= WHAT YOU HAVE TO DO =
Could you set down every entry exactly as it appears?

(SOURCE MATERIAL Opens)

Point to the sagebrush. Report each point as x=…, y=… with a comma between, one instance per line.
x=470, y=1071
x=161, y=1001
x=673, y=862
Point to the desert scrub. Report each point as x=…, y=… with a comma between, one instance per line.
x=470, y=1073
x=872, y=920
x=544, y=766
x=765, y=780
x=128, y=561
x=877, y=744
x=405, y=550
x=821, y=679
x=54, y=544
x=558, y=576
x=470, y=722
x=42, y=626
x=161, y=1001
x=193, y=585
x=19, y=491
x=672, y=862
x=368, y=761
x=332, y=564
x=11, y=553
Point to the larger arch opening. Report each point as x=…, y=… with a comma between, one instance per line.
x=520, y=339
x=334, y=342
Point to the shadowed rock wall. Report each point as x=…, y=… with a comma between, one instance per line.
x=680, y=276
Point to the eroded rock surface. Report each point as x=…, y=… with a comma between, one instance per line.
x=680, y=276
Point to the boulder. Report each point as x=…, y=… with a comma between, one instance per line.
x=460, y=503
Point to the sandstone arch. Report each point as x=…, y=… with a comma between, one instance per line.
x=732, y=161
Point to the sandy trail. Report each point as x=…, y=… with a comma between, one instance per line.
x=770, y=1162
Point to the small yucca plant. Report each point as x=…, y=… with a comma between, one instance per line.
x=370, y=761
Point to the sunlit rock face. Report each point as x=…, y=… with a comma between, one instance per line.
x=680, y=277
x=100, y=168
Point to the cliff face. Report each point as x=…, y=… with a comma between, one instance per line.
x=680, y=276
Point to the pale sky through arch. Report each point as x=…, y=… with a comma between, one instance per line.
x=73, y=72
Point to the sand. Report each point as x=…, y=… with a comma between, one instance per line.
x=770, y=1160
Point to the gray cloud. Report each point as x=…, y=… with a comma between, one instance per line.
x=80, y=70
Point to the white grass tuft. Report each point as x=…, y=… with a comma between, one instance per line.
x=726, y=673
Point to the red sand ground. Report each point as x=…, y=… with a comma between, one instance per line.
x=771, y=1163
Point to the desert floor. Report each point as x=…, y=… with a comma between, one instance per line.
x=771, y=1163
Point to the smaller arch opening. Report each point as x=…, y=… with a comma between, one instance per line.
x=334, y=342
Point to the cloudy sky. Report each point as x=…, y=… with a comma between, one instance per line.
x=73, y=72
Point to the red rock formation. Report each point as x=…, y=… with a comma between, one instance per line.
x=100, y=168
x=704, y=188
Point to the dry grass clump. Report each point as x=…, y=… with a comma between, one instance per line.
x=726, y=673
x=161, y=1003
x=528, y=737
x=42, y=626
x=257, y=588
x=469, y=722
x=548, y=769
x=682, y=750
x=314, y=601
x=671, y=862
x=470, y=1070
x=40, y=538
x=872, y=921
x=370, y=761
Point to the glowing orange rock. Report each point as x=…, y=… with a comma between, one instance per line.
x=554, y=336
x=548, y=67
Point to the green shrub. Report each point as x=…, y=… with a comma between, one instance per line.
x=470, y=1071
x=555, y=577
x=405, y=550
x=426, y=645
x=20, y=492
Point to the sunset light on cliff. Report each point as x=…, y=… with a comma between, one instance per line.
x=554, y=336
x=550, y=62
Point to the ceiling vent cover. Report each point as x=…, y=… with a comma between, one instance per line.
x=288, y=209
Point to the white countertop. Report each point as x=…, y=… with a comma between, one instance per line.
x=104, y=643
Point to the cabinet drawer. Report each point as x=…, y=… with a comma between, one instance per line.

(SOURCE MATERIAL Closes)

= ANSWER BOX =
Point to the sagebrush. Report each point as x=…, y=… with a comma between, one instance per line.
x=470, y=1071
x=161, y=1001
x=673, y=862
Point to the desert scrub. Report each point as x=…, y=… with a comma between, one instance per line.
x=470, y=1073
x=872, y=920
x=544, y=766
x=765, y=780
x=128, y=561
x=877, y=744
x=405, y=550
x=821, y=679
x=54, y=544
x=558, y=576
x=470, y=722
x=42, y=626
x=161, y=1001
x=193, y=585
x=19, y=491
x=672, y=862
x=368, y=761
x=332, y=564
x=11, y=553
Point to the larger arch opening. Report each point as x=…, y=… with a comma between, one instance per line.
x=520, y=339
x=334, y=342
Point to the shadowed rock wall. Report each point as x=…, y=… with a comma between, one instance per line.
x=680, y=276
Point to the eroded rock surface. Report each point as x=…, y=… with a comma between, one instance per line.
x=680, y=276
Point to the boulder. Report each point as x=…, y=… with a comma between, one instance per line.
x=460, y=503
Point to the sandstone arch. Report each point as x=…, y=… with a comma between, one instance per line.
x=732, y=161
Point to the sandy trail. Report each point as x=…, y=… with a comma between, one instance per line.
x=770, y=1162
Point to the small yucca plant. Report each point as x=…, y=… with a comma between, one instance per line.
x=370, y=761
Point to the sunlit rock face. Report each point as x=…, y=… with a comma between, one instance per line.
x=680, y=277
x=100, y=168
Point to the cliff face. Report each point as x=…, y=… with a comma between, one instance per line.
x=680, y=276
Point to the pale sky through arch. Report each point as x=…, y=… with a comma between, one instance per line.
x=73, y=72
Point to the sand. Report each point as x=…, y=… with a comma between, one instance per line.
x=770, y=1160
Point to the gray cloud. Report each point as x=…, y=… with a comma between, one instance per line.
x=80, y=70
Point to the white grass tuft. Report each point as x=…, y=… with a comma between, one instance per line.
x=726, y=673
Point to the red sand ground. Report each point as x=…, y=… with a comma between, one instance per line.
x=771, y=1163
Point to the desert floor. Report each point as x=…, y=… with a comma between, one instance per line.
x=771, y=1163
Point to the smaller arch opening. Report each point as x=…, y=… with a comma between, one instance per line.
x=334, y=342
Point to the cloudy sky. Report each point as x=…, y=… with a comma between, one instance per line.
x=73, y=72
Point to the red rock formation. Report each point as x=…, y=… with a comma between, one instance per line.
x=100, y=168
x=704, y=188
Point to the dry grass clump. Report each point as x=…, y=… with a comma between, one instance per line.
x=726, y=673
x=161, y=1003
x=528, y=737
x=42, y=626
x=257, y=588
x=469, y=722
x=548, y=769
x=682, y=750
x=314, y=601
x=671, y=862
x=470, y=1070
x=40, y=538
x=872, y=921
x=370, y=761
Point to the glowing orange rock. Report each point as x=…, y=… with a comma between, one instance per line.
x=554, y=336
x=548, y=67
Point to the green shrub. Report each point as x=…, y=… with a comma between, one instance per line.
x=470, y=1071
x=555, y=577
x=405, y=550
x=426, y=645
x=20, y=492
Point to the sunset light on cliff. Report each point as x=…, y=… with a comma between, one instance per line.
x=554, y=336
x=550, y=62
Point to the ceiling vent cover. Report each point as x=…, y=… with a comma between, one instance per line.
x=288, y=209
Point to the white countertop. Report each point as x=…, y=… with a comma between, one instance per line.
x=104, y=643
Point to the cabinet drawer. Report each point as x=…, y=… with a comma between, one instance per line.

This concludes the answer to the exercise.